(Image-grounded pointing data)

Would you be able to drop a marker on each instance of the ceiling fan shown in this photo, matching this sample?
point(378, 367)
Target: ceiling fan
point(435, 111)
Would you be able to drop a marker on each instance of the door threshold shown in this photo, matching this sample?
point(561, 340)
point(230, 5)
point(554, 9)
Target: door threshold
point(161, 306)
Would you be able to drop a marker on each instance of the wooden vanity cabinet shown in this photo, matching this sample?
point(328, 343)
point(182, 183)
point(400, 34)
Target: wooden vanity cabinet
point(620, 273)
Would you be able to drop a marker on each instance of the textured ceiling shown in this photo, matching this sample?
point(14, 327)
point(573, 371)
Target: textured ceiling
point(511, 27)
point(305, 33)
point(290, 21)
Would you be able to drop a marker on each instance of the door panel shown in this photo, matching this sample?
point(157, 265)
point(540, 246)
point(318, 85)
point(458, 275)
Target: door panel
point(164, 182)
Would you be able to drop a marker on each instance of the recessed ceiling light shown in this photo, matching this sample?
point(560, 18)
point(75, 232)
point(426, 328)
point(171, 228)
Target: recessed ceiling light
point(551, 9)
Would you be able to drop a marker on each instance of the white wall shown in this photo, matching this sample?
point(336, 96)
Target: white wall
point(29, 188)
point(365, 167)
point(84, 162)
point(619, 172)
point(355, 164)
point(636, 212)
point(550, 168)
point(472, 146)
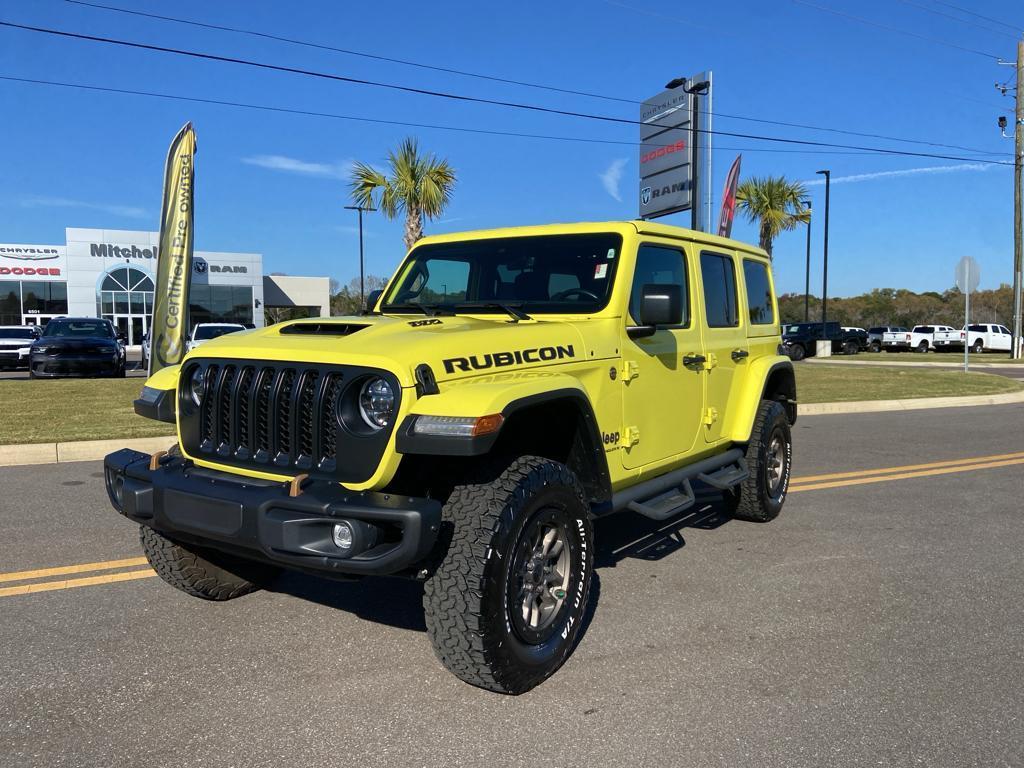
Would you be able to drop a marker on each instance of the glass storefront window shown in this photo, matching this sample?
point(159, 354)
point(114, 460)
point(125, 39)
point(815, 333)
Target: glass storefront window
point(10, 302)
point(44, 298)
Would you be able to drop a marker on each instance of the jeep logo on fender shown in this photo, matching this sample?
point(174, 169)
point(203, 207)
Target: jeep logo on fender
point(502, 359)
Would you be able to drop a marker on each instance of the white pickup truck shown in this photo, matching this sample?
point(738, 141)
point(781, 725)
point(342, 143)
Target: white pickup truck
point(982, 337)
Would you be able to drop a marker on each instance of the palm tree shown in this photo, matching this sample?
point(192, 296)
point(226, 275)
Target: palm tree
point(775, 204)
point(417, 184)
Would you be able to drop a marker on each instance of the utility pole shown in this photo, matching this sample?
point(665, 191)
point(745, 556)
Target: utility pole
point(807, 273)
point(363, 279)
point(1018, 137)
point(1018, 202)
point(824, 276)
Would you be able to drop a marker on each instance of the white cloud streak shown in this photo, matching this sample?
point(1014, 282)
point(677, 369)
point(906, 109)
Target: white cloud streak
point(302, 167)
point(612, 176)
point(131, 212)
point(904, 172)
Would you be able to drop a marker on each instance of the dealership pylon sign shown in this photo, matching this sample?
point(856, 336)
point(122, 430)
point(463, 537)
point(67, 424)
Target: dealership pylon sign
point(170, 304)
point(675, 150)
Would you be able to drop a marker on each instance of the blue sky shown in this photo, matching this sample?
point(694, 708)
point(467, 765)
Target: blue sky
point(274, 182)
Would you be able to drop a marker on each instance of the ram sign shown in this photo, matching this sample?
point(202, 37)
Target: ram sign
point(671, 151)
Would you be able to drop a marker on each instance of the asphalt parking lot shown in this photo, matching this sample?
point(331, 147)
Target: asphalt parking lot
point(878, 622)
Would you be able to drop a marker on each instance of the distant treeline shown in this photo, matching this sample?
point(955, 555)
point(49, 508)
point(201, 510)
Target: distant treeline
point(890, 306)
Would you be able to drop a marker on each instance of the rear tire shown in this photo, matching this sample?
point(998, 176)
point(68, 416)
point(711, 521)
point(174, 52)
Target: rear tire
point(505, 605)
point(194, 571)
point(769, 458)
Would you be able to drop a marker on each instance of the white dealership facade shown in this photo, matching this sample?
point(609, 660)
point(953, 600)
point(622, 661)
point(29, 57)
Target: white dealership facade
point(112, 273)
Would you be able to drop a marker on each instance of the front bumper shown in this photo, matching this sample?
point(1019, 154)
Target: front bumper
point(75, 365)
point(257, 519)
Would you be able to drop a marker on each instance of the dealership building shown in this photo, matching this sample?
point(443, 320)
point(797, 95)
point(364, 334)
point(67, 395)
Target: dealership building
point(112, 273)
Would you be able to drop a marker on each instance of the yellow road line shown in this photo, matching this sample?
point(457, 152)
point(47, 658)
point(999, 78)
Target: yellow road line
point(19, 576)
point(67, 584)
point(908, 468)
point(902, 475)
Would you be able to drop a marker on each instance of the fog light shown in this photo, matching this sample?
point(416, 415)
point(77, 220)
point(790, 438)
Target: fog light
point(343, 537)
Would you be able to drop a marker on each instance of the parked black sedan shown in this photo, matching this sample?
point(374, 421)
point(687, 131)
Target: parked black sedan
point(77, 346)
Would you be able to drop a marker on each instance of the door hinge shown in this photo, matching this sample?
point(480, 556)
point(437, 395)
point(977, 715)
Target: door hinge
point(631, 436)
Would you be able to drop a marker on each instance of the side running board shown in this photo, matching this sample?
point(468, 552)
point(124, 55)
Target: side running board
point(668, 495)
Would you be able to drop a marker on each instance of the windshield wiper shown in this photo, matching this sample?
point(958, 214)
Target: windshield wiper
point(512, 310)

WHAT IS EXPECTED -> Give the data again exactly as it stands, apart from the pictures.

ANSWER BOX ->
Would you be able to drop a marker on each instance of the ceiling fan shown in this photo, matching this sample?
point(378, 367)
Target: ceiling fan
point(435, 111)
Would you be able to drop a marker on each instance of the door threshold shown in this photo, matching this sample?
point(561, 340)
point(230, 5)
point(554, 9)
Target: door threshold
point(161, 306)
Would you be able to drop a marker on each instance of the wooden vanity cabinet shown in this photo, matching this sample?
point(328, 343)
point(182, 183)
point(400, 34)
Target: wooden vanity cabinet
point(620, 273)
Would you be able to drop a marker on each instance of the textured ceiling shown in this photo, matching this sample?
point(14, 327)
point(573, 371)
Target: textured ceiling
point(511, 27)
point(305, 33)
point(290, 21)
Would you be able to drop a marker on each instance of the door panel shown in this photo, matching this sample?
point(157, 265)
point(540, 246)
point(318, 85)
point(458, 275)
Target: door panel
point(164, 182)
Would you be able to drop a marker on each instance of the recessed ceiling light shown in this photo, matching this sample?
point(560, 18)
point(75, 232)
point(426, 328)
point(171, 228)
Target: recessed ceiling light
point(551, 9)
Would you be able to drop a marker on each instance of the white wall shown in this photo, matching this sample?
point(336, 96)
Target: white wall
point(29, 188)
point(365, 167)
point(84, 162)
point(619, 172)
point(355, 164)
point(636, 212)
point(550, 168)
point(472, 146)
Would you be able to drop a marker on each instance of the glass storefront window shown in this photo, matching this sample?
point(159, 354)
point(114, 460)
point(125, 39)
point(815, 333)
Target: glass storefront window
point(10, 302)
point(44, 298)
Would you be able to drop a marker on each instance of the jeep logo on fender shown in this photo, matching this sample?
point(174, 169)
point(203, 207)
Target: jeep logo on fender
point(502, 359)
Would you be able to drop a marker on each instance of the white pickup truck shown in this photo, matching this sample?
point(738, 141)
point(781, 725)
point(342, 143)
Target: white pickup truck
point(982, 337)
Would you be able to drop a marker on each instance of the palm tree shown in this photo, matching this sample?
point(192, 296)
point(226, 275)
Target: palm tree
point(775, 204)
point(417, 184)
Would you be able to drop a marker on each instance of the utility pole shown in this photo, matching this sample?
point(665, 191)
point(745, 556)
Target: utility pole
point(807, 273)
point(363, 279)
point(1018, 137)
point(1018, 202)
point(824, 276)
Would you be able to drop a marker on each instance of the white cloud streak shown in this photo, matching this sample?
point(1014, 282)
point(677, 369)
point(906, 109)
Target: white cloud streak
point(302, 167)
point(612, 176)
point(131, 212)
point(904, 172)
Would you be able to drop a marker on each instance of the dealership pylon sign shown in this photo, matching this sample?
point(856, 336)
point(122, 430)
point(463, 537)
point(67, 424)
Target: dealership pylon sign
point(170, 304)
point(675, 150)
Would you be able to drop a marker on each instance of the blue sky shown in this photo, matching this sample?
point(694, 708)
point(467, 765)
Target: blue sky
point(274, 182)
Would you be able to drop a marker on each instance of the ram sign shown in this photo, matching this sample?
point(202, 37)
Target: ram sign
point(671, 151)
Would you be able to drop a marker on each instance of the asphalt parking lot shown in this photo, matching this sample?
point(331, 147)
Target: asphalt parking lot
point(878, 622)
Would you be able to drop a marker on each instance of the distant treeline shown in this photo, matching this sample?
point(955, 555)
point(49, 508)
point(201, 510)
Target: distant treeline
point(890, 306)
Would you be able to drop a marker on each instance of the rear tire shown in this photo, matching this sample?
point(998, 176)
point(68, 416)
point(711, 521)
point(174, 52)
Target: rear tire
point(505, 605)
point(194, 571)
point(769, 458)
Would you be able to drop a marker on each instance of the white dealership facade shown in this photo, matching this sample?
point(609, 660)
point(953, 600)
point(622, 661)
point(29, 57)
Target: white dealership facade
point(112, 273)
Would you be able to drop a marker on each instance of the front bumper shown in this photo, matching this sample?
point(1019, 154)
Target: front bumper
point(75, 365)
point(257, 519)
Would you be able to drop a marker on each instance of the dealership building shown in this photo, matching this sample?
point(443, 320)
point(797, 95)
point(364, 334)
point(67, 395)
Target: dealership building
point(112, 273)
Would you be able to drop a marker on each instance of the yellow road line shown in this photo, matching this sample?
point(457, 152)
point(47, 658)
point(999, 78)
Target: yellow road line
point(19, 576)
point(67, 584)
point(908, 468)
point(902, 475)
Would you be able to drop a marker on each instance of the fog light shown in this photo, matching this sample?
point(416, 415)
point(77, 220)
point(790, 438)
Target: fog light
point(343, 537)
Would you be able to drop a marker on each instance of the parked black sedan shown in this photo, matching this sample?
point(374, 421)
point(687, 131)
Target: parked black sedan
point(77, 346)
Would you be able to drop a marker on each instance of the door hinge shown in this photo, matching this sample?
point(480, 556)
point(437, 395)
point(977, 715)
Target: door hinge
point(631, 436)
Would you be able to drop a marker on each instance of the side running board shown in this photo, matching this sample?
point(468, 552)
point(124, 55)
Target: side running board
point(668, 495)
Would you be able to drop a marker on each instance of the windshield wiper shown in this photo, matching this sample?
point(958, 214)
Target: windshield wiper
point(512, 310)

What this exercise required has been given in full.